**Problem:** Exactness is required throughout. Return every record once more.

Records from a dataset:
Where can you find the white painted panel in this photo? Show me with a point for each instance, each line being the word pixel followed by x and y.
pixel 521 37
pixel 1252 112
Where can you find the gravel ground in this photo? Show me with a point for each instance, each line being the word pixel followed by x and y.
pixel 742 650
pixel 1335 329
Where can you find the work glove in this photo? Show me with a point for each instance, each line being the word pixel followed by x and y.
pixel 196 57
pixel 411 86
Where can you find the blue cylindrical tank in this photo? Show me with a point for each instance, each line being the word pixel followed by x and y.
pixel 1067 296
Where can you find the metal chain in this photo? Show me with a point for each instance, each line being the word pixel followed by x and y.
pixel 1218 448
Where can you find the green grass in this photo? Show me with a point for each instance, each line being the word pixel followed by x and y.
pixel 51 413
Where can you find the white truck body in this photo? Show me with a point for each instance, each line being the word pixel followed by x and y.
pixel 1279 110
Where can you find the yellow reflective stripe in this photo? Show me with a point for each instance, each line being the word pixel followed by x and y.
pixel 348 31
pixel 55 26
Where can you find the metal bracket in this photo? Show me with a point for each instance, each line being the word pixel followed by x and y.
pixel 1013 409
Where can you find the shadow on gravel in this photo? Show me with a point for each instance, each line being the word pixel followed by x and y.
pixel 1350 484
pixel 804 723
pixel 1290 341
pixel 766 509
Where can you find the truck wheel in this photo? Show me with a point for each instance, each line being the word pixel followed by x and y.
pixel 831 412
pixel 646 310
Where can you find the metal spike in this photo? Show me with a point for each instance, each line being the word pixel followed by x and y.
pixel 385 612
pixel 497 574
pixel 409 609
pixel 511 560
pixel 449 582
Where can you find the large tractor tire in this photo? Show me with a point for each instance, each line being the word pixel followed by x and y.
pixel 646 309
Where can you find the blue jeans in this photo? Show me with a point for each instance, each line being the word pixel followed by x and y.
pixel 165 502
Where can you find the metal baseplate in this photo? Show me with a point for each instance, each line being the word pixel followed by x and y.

**Exercise response:**
Where can you find the white painted panel in this photo? Show me with a point for each instance, each line being the word pixel followed by x and y.
pixel 521 37
pixel 1252 112
Where can you find the gravel ground in this photo? Show me with a point for each instance, each line being the word pixel followed by x and y.
pixel 742 650
pixel 1335 329
Where can you find the work glove in this photo? Show me with a point for each instance, each line being the word pixel followed by x and y.
pixel 196 57
pixel 411 86
Where can you find the blue cylindrical tank in this photo? Show me with a point for each instance, each line being the word pixel followed by x and y.
pixel 1067 296
Where can you find the metal chain in this photo? Show me with a point for each instance, each line being the word pixel followed by x and y.
pixel 1218 448
Where can you find the green grass in this photo? Show me with a point for each instance, each line being the word pixel followed by x and y.
pixel 51 413
Where can you find the white truck body in this photo? Show me with a point for each instance, each line being the word pixel followed by x and y.
pixel 1279 110
Where can you find the yellow reflective stripe in this photo? Show me with a point for each instance, each line being the word pixel followed by x and y.
pixel 348 31
pixel 55 26
Where can you find the metal bracket in this photo? Show me with a point for each instance, each line being the word pixel followed by x and y.
pixel 1013 409
Where can you find the shadow on gravel in this photo? Show me with a point for each instance, each line being the word pixel followed by x and y.
pixel 1350 484
pixel 804 723
pixel 1290 341
pixel 766 509
Where can you find the truck wheel in this photo? Show me with a point for each instance, each line being the word pixel followed by x and y.
pixel 831 412
pixel 646 310
Where can you find the metal spike in this photo? Show me with a point for each instance, each line being the word pixel followed by x and y.
pixel 385 612
pixel 497 574
pixel 409 609
pixel 511 560
pixel 449 582
Where can you find the large tractor tire in this photo? Show me with a point for each instance, each line being the word pixel followed by x and y.
pixel 646 309
Where can you find the blue jeans in this photo? Show me with a point for each instance, each line being the word pixel followed by x and y.
pixel 165 502
Where can you find the metal baseplate in this photo? Show me with a point for each instance, each line being the word pixel followed by x and y.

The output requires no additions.